Work request:
Restate the listing below word for word.

Provided records:
=== Section Start ===
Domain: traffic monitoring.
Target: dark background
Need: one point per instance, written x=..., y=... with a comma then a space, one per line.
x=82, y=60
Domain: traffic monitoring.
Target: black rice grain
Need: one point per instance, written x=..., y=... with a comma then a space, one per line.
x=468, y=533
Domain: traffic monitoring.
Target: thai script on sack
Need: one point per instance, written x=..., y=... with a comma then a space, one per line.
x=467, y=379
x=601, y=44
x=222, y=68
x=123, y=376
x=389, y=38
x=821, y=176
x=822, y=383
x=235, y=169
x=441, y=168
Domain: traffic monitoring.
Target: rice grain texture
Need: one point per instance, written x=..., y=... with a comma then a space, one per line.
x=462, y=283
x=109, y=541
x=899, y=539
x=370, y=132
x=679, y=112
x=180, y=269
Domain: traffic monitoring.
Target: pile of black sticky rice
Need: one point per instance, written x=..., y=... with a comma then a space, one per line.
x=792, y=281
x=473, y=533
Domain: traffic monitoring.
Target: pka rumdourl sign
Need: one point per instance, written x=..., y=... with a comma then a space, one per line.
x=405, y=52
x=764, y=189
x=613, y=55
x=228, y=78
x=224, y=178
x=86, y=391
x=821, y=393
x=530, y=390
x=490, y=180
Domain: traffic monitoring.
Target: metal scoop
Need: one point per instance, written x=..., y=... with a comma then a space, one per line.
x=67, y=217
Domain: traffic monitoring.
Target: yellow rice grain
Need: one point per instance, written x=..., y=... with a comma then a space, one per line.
=== Section End ===
Task output:
Domain: traffic monitoring.
Target: dark background
Need: one point per instance, written x=..., y=... with a comma then a space, one per line.
x=82, y=60
Domain: traffic monitoring.
Target: black rice grain
Need: one point per instance, written x=..., y=... with a comma then a space, one per line.
x=468, y=533
Domain: traffic monitoring.
Target: thai script on sack
Need: one point per instance, written x=..., y=... with a comma then a space, one per line.
x=467, y=379
x=601, y=44
x=222, y=68
x=123, y=376
x=389, y=38
x=821, y=176
x=822, y=383
x=235, y=169
x=441, y=168
Domain: traffic monitoring.
Target: rice grain texture
Need: one point per instance, written x=..., y=... with a comma then a space, one per line.
x=462, y=283
x=109, y=541
x=899, y=539
x=370, y=132
x=679, y=112
x=180, y=269
Domain: traffic monitoring.
Target: pile of black sticky rice
Need: one point per instance, written x=..., y=... with a comma then a space, one per line.
x=792, y=281
x=473, y=533
Domain: traffic monitoring.
Target: pka rumdourl sign
Need: one point per instance, written x=..., y=... with a comma then a space, one per line.
x=405, y=52
x=764, y=189
x=613, y=55
x=228, y=78
x=224, y=178
x=86, y=391
x=821, y=393
x=530, y=390
x=490, y=180
Domain: traffic monitoring.
Target: metal scoop
Need: one point per instance, written x=..., y=... with a comma then a space, one per line.
x=67, y=217
Domain: traffic monitoring.
Target: yellow rice grain
Need: one point per instance, written x=..., y=... with a comma then a space, one per line.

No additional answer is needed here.